> Problem to solve: In the listing beneath this line, copy exactly the lines starting with the one containing "Above is an image. Locate the white wrist" and going on through the one containing "Above is an image. Locate the drawn".
Dataset records below:
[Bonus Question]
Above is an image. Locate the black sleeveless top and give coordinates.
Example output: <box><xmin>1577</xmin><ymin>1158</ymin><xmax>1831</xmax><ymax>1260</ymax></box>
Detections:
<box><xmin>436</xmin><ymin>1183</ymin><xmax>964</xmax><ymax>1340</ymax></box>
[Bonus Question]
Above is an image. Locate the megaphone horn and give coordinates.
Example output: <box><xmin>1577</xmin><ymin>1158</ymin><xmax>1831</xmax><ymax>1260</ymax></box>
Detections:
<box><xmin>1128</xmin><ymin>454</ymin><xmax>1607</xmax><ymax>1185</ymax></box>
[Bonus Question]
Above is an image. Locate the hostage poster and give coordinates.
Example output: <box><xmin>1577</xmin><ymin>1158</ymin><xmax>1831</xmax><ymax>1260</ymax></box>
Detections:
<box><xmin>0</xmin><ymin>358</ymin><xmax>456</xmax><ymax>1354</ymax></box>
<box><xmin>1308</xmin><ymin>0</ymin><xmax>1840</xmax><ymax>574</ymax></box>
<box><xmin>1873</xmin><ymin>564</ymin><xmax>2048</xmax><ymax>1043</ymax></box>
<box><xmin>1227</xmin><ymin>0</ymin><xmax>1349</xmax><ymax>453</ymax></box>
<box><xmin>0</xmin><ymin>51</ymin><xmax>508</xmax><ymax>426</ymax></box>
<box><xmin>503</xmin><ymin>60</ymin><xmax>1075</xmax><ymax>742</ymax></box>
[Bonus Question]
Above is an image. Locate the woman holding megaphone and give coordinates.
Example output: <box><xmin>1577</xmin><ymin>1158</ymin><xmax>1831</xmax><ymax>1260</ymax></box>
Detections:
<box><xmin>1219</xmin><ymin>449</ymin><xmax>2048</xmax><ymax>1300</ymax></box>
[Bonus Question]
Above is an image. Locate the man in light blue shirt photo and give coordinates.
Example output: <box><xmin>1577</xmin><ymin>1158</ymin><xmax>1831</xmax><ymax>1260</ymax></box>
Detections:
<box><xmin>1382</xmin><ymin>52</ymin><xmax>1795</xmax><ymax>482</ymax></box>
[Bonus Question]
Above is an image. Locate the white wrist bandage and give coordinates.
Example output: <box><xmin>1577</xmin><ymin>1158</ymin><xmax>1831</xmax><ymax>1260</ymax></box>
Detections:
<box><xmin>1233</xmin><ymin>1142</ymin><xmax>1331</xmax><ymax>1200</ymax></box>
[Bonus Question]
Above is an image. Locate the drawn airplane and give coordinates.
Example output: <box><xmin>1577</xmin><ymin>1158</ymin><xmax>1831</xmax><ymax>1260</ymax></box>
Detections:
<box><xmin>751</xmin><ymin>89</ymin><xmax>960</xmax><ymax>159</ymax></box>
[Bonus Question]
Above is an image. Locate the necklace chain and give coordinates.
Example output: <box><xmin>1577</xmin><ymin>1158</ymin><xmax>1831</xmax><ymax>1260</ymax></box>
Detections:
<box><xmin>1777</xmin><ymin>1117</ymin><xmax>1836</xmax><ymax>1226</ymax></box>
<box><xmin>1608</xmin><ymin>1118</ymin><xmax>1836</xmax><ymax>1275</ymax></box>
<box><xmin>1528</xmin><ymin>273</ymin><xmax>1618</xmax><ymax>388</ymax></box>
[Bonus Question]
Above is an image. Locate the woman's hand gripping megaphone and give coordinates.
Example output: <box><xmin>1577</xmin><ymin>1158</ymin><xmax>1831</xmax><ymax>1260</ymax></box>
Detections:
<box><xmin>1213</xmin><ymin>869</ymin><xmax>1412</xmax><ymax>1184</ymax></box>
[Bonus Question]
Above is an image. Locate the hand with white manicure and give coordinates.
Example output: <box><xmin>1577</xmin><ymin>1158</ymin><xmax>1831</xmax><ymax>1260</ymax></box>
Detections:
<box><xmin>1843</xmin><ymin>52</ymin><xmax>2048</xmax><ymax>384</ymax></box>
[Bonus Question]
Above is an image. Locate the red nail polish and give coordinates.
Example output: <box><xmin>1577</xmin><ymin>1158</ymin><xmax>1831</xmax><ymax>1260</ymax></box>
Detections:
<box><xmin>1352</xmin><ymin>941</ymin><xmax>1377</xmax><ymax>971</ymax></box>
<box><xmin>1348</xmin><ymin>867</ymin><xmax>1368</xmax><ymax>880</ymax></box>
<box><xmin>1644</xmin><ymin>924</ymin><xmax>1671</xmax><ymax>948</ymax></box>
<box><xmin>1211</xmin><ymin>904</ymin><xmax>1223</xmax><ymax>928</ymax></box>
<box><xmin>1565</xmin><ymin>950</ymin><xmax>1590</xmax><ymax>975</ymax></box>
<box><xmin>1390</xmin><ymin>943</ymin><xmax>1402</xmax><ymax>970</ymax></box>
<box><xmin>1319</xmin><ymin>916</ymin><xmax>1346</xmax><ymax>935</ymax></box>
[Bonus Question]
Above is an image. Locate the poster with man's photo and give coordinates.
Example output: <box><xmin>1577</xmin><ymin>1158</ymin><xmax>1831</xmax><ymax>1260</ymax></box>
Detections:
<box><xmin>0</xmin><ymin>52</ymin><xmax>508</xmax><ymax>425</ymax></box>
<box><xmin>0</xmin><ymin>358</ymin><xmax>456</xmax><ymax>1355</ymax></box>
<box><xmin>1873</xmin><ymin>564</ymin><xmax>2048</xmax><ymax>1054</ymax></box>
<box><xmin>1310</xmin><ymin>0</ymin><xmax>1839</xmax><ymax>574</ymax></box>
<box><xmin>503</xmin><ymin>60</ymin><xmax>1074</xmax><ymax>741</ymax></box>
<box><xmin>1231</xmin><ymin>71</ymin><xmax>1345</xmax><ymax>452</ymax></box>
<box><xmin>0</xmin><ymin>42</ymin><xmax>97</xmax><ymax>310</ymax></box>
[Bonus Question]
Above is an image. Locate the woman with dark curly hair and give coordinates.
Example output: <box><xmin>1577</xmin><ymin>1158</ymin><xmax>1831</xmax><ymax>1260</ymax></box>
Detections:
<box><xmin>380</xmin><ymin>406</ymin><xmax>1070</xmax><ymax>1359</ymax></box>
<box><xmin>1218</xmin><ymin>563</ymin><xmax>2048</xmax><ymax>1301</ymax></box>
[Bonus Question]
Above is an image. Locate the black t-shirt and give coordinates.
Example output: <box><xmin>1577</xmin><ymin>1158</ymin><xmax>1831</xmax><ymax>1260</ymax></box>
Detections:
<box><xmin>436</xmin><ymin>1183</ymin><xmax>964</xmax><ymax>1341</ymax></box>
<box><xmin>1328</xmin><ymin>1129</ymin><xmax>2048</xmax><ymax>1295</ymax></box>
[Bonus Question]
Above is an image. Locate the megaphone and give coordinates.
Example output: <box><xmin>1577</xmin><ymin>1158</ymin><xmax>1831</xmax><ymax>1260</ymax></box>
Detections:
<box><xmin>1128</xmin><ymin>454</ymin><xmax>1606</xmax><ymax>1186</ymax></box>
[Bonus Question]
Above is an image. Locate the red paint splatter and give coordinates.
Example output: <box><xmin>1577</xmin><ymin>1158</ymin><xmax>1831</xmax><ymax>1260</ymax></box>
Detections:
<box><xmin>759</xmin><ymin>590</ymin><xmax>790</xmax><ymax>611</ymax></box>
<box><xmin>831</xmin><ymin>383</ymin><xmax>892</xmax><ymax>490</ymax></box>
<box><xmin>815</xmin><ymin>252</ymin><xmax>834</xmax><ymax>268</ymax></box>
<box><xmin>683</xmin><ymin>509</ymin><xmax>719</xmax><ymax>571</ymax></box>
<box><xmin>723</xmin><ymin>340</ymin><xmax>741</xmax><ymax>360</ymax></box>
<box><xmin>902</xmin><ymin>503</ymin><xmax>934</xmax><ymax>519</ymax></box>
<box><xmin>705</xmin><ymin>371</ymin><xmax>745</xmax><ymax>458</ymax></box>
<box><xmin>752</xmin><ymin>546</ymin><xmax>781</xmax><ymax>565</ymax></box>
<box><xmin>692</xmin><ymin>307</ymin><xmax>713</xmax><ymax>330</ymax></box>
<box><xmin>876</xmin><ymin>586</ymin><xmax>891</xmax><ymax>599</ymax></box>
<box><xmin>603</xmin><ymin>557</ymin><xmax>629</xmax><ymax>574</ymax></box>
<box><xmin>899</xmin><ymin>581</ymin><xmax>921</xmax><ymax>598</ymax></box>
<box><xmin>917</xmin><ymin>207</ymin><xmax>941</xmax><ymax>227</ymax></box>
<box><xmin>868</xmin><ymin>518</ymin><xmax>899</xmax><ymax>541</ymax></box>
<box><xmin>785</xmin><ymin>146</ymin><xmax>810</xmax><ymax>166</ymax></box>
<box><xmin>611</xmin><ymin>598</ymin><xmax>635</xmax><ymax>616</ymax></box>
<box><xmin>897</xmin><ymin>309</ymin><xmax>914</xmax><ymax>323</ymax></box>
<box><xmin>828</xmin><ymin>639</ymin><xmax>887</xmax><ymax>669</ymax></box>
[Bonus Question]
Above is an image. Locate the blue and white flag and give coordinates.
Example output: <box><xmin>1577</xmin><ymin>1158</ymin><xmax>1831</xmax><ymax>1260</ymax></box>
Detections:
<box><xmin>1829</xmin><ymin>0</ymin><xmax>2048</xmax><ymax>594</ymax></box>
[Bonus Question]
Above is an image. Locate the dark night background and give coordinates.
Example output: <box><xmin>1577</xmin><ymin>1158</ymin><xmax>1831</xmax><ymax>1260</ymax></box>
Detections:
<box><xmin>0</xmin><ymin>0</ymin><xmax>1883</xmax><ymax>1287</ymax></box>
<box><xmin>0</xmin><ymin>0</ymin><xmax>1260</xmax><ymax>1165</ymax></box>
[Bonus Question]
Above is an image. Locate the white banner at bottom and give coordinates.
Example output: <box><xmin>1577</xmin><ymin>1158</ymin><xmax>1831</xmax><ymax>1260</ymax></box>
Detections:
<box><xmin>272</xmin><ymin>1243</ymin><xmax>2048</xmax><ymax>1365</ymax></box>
End of Dataset records.
> Answer to this problem:
Above is an image. Locate the white wrist bandage and give coordinates.
Example output: <box><xmin>1577</xmin><ymin>1158</ymin><xmax>1831</xmax><ymax>1260</ymax></box>
Detections:
<box><xmin>1233</xmin><ymin>1142</ymin><xmax>1331</xmax><ymax>1200</ymax></box>
[Bonus Question]
Above is an image. Locate the drawn airplane and give coordinates.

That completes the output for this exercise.